Excerpt provided

◆ ◆ ◆ ◆ ◆

Fourth, we would no longer be subject (justifiably) to the accusations of hypocrisy, and to possible retaliation, from Berne nations who resent our "free ride" on their Convention through "back door" of simultaneous publication.

Fifth, for all these reasons, Berne membership would strengthen the ability of the United States in future bilateral and multilateral negotiations (e.g., the inclusion of higher Berne standards in a GATT code).

We believe that it is absolutely essential for the protection of American works in the markets of other countries to have the United States become a member of this major International Convention. It is widely recognized that United States works are not as adequately and effectively protected as they could be under a plan that includes, as one of several international trade related proposals, the United States as a party to the Berne Convention.

We also believe that it is especially important to inform you of the Association's favorable position towards Berne adherence before your September 16, 1987, hearing on the relationship between moral rights and Berne adherence. We fear that an issue as to moral rights is being made to appear as critical with respect to Berne adherence. We believe, however, that it is a non-issue which should not be made to appear as controlling in the "yes/no" context of the United States answer on Berne adherence.

◆ ◆ ◆ ◆ ◆

Work instructions
1: From the passage on Berne adherence, retype the part that opens with the words containing "Fifth, for all" and closes with "a GATT code).".
2: Answer these questions using the passage on Berne adherence:
(a) What is the date of the hearing on moral rights and Berne adherence?
(b) What example of a future negotiation is given in parentheses?
(c) What does the passage call the moral rights issue?

◆ ◆ ◆ ◆ ◆

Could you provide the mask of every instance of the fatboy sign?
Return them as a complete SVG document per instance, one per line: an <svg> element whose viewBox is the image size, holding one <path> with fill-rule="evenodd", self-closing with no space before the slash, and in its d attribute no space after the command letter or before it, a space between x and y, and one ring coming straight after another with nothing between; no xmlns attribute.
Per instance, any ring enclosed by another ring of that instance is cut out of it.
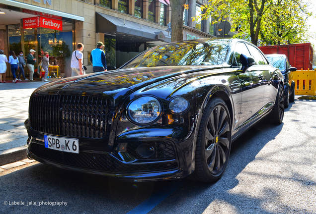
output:
<svg viewBox="0 0 316 214"><path fill-rule="evenodd" d="M40 3L41 0L33 0L35 2L37 2L38 3ZM47 2L47 3L48 4L49 4L50 5L52 5L52 0L43 0L43 1L44 1L44 3L46 4L46 2Z"/></svg>
<svg viewBox="0 0 316 214"><path fill-rule="evenodd" d="M32 28L40 27L62 31L63 21L41 16L23 19L23 28Z"/></svg>
<svg viewBox="0 0 316 214"><path fill-rule="evenodd" d="M39 17L23 19L23 28L25 29L39 27Z"/></svg>
<svg viewBox="0 0 316 214"><path fill-rule="evenodd" d="M63 21L41 17L41 27L63 30Z"/></svg>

◆ ◆ ◆ ◆ ◆

Outputs for the tasks
1:
Fifth, for all these reasons, Berne membership would strengthen the ability of the United States in future bilateral and multilateral negotiations (e.g., the inclusion of higher Berne standards in a GATT code).

2:
(a) September 16, 1987
(b) The inclusion of higher Berne standards in a GATT code
(c) A non-issue